| WRITTEN PROBLEM |
Please express every line of the data below as a JSON list of strings, one string per line, leaving out blank lines.
━━━━━ ENTRIES ━━━━━
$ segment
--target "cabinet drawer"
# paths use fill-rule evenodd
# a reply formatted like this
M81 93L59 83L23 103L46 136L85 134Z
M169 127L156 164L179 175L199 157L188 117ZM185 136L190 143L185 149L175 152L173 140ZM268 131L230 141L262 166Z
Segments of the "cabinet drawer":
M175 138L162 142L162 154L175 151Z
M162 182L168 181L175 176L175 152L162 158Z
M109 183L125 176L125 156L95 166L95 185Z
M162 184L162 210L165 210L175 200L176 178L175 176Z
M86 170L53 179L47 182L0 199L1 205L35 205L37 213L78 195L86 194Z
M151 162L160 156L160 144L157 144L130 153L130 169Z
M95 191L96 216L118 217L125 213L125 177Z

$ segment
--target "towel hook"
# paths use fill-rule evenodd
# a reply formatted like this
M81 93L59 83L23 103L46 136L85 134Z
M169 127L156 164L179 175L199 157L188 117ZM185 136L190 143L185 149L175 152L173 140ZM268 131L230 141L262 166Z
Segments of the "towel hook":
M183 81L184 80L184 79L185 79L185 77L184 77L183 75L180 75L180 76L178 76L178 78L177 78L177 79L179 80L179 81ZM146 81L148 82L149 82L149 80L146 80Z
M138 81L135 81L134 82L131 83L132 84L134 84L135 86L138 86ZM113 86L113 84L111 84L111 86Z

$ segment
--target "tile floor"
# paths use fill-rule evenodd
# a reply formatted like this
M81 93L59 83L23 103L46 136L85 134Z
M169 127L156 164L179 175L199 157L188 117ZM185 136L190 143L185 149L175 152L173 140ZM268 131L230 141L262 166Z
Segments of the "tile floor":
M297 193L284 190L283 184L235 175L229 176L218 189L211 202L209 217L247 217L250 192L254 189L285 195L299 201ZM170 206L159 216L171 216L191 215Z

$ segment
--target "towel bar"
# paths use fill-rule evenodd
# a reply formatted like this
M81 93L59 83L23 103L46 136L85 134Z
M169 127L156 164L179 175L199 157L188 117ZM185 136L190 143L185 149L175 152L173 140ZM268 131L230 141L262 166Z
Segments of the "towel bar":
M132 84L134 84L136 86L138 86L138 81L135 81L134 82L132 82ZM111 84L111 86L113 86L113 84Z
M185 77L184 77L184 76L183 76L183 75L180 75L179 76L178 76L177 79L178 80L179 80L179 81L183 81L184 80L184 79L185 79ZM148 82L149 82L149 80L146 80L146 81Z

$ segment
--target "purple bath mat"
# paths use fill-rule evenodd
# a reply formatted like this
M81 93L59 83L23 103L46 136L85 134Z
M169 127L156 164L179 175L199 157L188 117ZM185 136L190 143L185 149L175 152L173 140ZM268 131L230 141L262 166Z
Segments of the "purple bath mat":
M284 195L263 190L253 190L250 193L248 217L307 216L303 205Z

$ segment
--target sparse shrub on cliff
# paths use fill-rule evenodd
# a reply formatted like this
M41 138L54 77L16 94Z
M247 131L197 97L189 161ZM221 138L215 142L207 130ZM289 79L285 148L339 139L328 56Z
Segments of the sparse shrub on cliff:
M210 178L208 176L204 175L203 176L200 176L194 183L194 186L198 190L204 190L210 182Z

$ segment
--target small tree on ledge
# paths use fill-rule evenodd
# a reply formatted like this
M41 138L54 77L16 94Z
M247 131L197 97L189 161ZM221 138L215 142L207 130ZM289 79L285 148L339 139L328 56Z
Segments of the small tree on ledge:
━━━━━
| EXERCISE RESULT |
[
  "$ segment",
  "--target \"cabinet drawer\"",
  "# paths use fill-rule evenodd",
  "# a reply formatted like this",
  "M81 93L59 83L23 103L46 136L85 134Z",
  "M169 127L156 164L179 175L199 157L188 117ZM185 136L190 143L185 149L175 152L173 140ZM268 131L230 141L262 166Z",
  "Segments of the \"cabinet drawer\":",
  "M175 138L162 142L162 154L175 151Z",
  "M162 182L168 181L175 176L175 152L162 158Z",
  "M109 183L125 176L125 156L95 166L95 185Z",
  "M162 184L162 210L165 210L175 200L176 178L175 176Z",
  "M86 170L53 179L47 182L0 199L1 205L35 205L37 213L78 195L86 194Z",
  "M151 162L160 156L160 144L157 144L130 153L130 169Z",
  "M95 191L96 216L118 217L125 213L125 177Z",
  "$ segment",
  "--target \"towel hook\"",
  "# paths use fill-rule evenodd",
  "# a reply formatted like this",
  "M81 93L59 83L23 103L46 136L85 134Z",
  "M169 127L156 164L179 175L199 157L188 117ZM185 136L190 143L185 149L175 152L173 140ZM268 131L230 141L262 166Z",
  "Segments of the \"towel hook\":",
  "M183 81L184 80L184 79L185 79L185 77L184 77L183 75L180 75L180 76L178 76L178 78L177 78L177 79L179 80L179 81ZM146 81L148 82L149 82L149 80L146 80Z",
  "M138 81L135 81L134 82L131 83L132 84L134 84L135 86L138 86ZM113 86L113 84L111 84L111 86Z",
  "$ segment",
  "--target \"tile floor\"",
  "# paths use fill-rule evenodd",
  "# a reply formatted like this",
  "M81 93L59 83L23 103L46 136L85 134Z",
  "M169 127L156 164L179 175L199 157L188 117ZM185 136L190 143L185 149L175 152L173 140ZM268 131L230 141L262 166Z",
  "Segments of the \"tile floor\":",
  "M297 193L284 190L283 184L235 175L229 176L218 189L211 202L209 217L247 217L250 192L254 189L285 195L299 201ZM170 206L159 216L171 216L191 215Z",
  "$ segment",
  "--target \"towel bar\"",
  "# paths use fill-rule evenodd",
  "# a reply formatted like this",
  "M81 93L59 83L23 103L46 136L85 134Z",
  "M169 127L156 164L179 175L199 157L188 117ZM185 136L190 143L185 149L175 152L173 140ZM268 131L230 141L262 166Z",
  "Segments of the \"towel bar\":",
  "M132 84L134 84L136 86L138 86L138 81L135 81L134 82L132 82ZM111 84L111 86L113 86L113 84Z",
  "M185 77L184 77L184 76L183 76L183 75L180 75L179 76L178 76L177 79L178 80L179 80L179 81L183 81L184 80L184 79L185 79ZM148 82L149 82L149 80L146 80L146 81Z",
  "$ segment",
  "--target \"purple bath mat\"",
  "# paths use fill-rule evenodd",
  "# a reply formatted like this",
  "M81 93L59 83L23 103L46 136L85 134Z",
  "M169 127L156 164L179 175L199 157L188 117ZM185 136L190 143L185 149L175 152L173 140ZM268 131L230 141L262 166Z",
  "Segments of the \"purple bath mat\":",
  "M284 195L263 190L253 190L250 193L248 217L307 216L303 205Z",
  "$ segment",
  "--target sparse shrub on cliff",
  "# paths use fill-rule evenodd",
  "# a reply formatted like this",
  "M41 138L54 77L16 94Z",
  "M247 131L197 97L189 161ZM221 138L215 142L207 130ZM289 79L285 148L339 139L328 56Z",
  "Segments of the sparse shrub on cliff:",
  "M210 178L208 176L204 175L203 176L200 176L194 183L194 186L198 190L204 190L210 182Z",
  "$ segment",
  "--target small tree on ledge",
  "# paths use fill-rule evenodd",
  "# a reply formatted like this",
  "M41 138L54 77L16 94Z",
  "M247 131L197 97L189 161ZM221 138L215 142L207 130ZM289 79L285 148L339 139L328 56Z",
  "Segments of the small tree on ledge:"
]